- Problem statement -
Copy out, exactly as given, every line from the line with "Your task is" to the end of the listing, both of those lines included.

+++ Material supplied +++

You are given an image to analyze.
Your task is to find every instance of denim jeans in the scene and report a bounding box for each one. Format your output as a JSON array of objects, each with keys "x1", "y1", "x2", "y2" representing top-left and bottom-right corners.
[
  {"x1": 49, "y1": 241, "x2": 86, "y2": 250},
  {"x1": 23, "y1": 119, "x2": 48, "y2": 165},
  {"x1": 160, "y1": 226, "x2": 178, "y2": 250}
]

+++

- Written solution -
Your task is to find every instance of denim jeans in the scene and report a bounding box for each one. Format your output as a JSON array of objects, each with keys "x1", "y1", "x2", "y2" representing top-left and bottom-right corners.
[
  {"x1": 49, "y1": 241, "x2": 86, "y2": 250},
  {"x1": 23, "y1": 119, "x2": 48, "y2": 165},
  {"x1": 160, "y1": 226, "x2": 178, "y2": 250}
]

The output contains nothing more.